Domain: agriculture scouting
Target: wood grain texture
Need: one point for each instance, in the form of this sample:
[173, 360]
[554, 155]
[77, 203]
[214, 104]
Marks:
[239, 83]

◆ ◆ ◆ ◆

## What you need to do
Write out the complete listing above, exactly as it reads.

## Response area
Domain: agriculture scouting
Target: wood grain texture
Need: one point for each instance, in the form of this sample:
[173, 360]
[554, 155]
[77, 203]
[214, 104]
Marks:
[239, 83]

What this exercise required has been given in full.